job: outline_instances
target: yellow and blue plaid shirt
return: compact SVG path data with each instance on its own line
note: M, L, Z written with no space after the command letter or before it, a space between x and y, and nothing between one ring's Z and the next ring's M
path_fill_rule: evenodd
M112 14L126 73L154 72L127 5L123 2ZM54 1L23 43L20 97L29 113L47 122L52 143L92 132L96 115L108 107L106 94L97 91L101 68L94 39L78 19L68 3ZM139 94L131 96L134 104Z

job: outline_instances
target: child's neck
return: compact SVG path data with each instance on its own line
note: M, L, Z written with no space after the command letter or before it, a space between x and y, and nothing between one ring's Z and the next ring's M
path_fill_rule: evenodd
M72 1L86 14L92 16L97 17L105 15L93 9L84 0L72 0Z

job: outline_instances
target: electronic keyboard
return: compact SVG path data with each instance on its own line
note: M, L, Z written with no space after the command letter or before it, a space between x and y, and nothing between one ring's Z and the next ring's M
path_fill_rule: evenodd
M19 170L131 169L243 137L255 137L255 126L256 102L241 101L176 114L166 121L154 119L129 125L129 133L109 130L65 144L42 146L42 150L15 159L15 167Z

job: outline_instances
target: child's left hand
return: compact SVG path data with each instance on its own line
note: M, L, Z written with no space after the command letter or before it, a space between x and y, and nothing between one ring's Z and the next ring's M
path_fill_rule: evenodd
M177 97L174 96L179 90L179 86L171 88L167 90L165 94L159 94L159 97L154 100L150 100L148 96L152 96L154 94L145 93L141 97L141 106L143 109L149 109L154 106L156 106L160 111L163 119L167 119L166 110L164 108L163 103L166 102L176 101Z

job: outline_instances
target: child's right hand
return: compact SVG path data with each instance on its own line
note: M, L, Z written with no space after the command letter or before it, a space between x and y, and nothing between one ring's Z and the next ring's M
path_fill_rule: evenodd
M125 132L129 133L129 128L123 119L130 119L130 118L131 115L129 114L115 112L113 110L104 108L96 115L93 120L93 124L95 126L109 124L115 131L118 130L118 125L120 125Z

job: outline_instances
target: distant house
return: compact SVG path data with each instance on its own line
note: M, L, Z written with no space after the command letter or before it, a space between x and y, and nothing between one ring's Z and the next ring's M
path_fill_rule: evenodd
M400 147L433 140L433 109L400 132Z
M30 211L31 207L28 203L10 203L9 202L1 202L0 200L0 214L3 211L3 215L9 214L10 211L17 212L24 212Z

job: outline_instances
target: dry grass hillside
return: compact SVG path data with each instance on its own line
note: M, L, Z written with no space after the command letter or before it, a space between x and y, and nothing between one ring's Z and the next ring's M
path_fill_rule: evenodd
_____
SET EXERCISE >>
Hand back the material above in full, exactly as written.

RESPONSE FOR THIS EXERCISE >>
job: outline_instances
target: yellow and blue plaid shirt
return: compact SVG path data with each instance on its own line
note: M, L, Z written with no space after the command letter or before it, a space between x and y, and nothing between one ring's Z and the next ring's M
path_fill_rule: evenodd
M112 14L126 73L154 72L127 5L123 2ZM54 1L23 43L20 97L29 113L47 122L52 143L92 132L96 115L108 107L106 94L97 91L101 68L94 39L78 19L68 3ZM139 94L131 96L134 104Z

job: outline_instances
target: child's neck
return: compact SVG path data with each instance on its own line
note: M, L, Z written with no space after the command letter or before it, a space between x and y, and nothing between one ring's Z and the next ring's M
path_fill_rule: evenodd
M72 1L86 14L92 16L97 17L105 15L93 9L84 0L72 0Z

job: outline_instances
target: electronic keyboard
return: compact SVG path data with each instance on its own line
note: M, L, Z written with no space after the command letter or before it, a space between x and y, and nothing between one ring's Z and the next ring's M
path_fill_rule: evenodd
M19 170L131 169L243 137L255 137L255 126L256 102L241 101L176 114L166 121L154 119L129 125L129 133L109 130L65 144L42 146L42 150L15 159L15 167Z

job: outline_instances
target: child's left hand
return: compact SVG path data with each instance on its own line
note: M, L, Z written with no space after the command letter or before it, a space between x and y, and nothing between one ring's Z and the next ring's M
path_fill_rule: evenodd
M177 97L174 96L179 90L179 86L171 88L167 90L165 94L159 94L159 97L154 100L150 100L148 96L152 96L154 94L145 93L141 97L141 106L143 109L149 109L154 106L156 106L160 111L163 119L167 119L166 110L164 108L163 103L166 102L176 101Z

job: outline_instances
target: child's right hand
return: compact SVG path data with each instance on its own line
note: M, L, Z written with no space after the command letter or before it, a space between x and y, and nothing between one ring's Z and the next ring's M
path_fill_rule: evenodd
M125 132L129 133L129 128L123 119L130 119L130 118L131 115L129 114L115 112L113 110L104 108L96 115L93 120L93 124L95 126L109 124L115 131L118 130L118 125L120 125Z

job: outline_instances
target: distant house
return: compact SVG path data with each instance on its own line
note: M, L, Z written with no space after the command letter or before it, a space between x and y, and nothing between one ring's Z and the next ring's M
path_fill_rule: evenodd
M400 147L433 140L433 109L400 132Z
M30 211L31 207L28 203L10 203L9 202L1 202L0 200L0 214L3 211L3 215L9 214L10 211L17 212L24 212Z

job: outline_instances
target: dry grass hillside
return: compact SVG path data with each instance on its own line
note: M, L, Z written with no space after the command letter or before it, a space between x and y, and nothing between one ring's Z and the next ring's M
path_fill_rule: evenodd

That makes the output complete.